(Your objective) List every line below that contains the string "clicks", copying each such line in full.

----- Data under study -----

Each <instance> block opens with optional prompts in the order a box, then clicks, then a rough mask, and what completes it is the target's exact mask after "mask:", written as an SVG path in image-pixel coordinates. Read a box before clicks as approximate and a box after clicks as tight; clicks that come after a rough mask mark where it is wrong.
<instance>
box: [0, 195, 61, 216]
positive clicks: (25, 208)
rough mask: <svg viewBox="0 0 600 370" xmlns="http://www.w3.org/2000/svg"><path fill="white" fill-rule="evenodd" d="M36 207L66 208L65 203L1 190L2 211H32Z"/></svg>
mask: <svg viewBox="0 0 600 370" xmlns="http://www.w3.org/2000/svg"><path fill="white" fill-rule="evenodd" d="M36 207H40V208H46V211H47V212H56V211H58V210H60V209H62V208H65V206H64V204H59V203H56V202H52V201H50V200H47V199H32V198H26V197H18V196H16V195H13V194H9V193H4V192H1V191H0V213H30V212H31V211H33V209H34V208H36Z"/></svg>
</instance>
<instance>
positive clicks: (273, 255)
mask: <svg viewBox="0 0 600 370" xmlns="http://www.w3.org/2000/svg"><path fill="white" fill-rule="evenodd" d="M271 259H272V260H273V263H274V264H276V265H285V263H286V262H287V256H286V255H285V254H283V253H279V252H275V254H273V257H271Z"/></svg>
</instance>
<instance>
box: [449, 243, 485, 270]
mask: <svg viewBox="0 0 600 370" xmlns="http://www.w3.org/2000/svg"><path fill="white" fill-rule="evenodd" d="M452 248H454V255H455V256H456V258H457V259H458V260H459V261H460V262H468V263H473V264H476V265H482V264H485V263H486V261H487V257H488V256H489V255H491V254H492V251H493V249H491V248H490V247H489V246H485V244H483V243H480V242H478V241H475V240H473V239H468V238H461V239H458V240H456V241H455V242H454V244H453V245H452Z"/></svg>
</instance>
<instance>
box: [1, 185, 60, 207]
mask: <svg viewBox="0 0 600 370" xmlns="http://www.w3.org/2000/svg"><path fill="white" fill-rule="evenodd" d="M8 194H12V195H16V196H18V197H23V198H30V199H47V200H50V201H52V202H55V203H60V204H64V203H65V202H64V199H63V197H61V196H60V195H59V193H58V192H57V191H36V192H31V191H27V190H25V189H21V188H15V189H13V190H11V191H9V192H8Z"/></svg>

-----

(Task response)
Each <instance> block opens with optional prompts in the order a box, then clicks, then a rough mask, and what completes it is the target's exact mask after "mask:", written as an SVG path in image-pixel coordinates. Read a box before clicks as approximate and a box after clicks as tight; clicks that come after a rough mask mark where it is wrong.
positive clicks: (25, 208)
positive clicks: (273, 255)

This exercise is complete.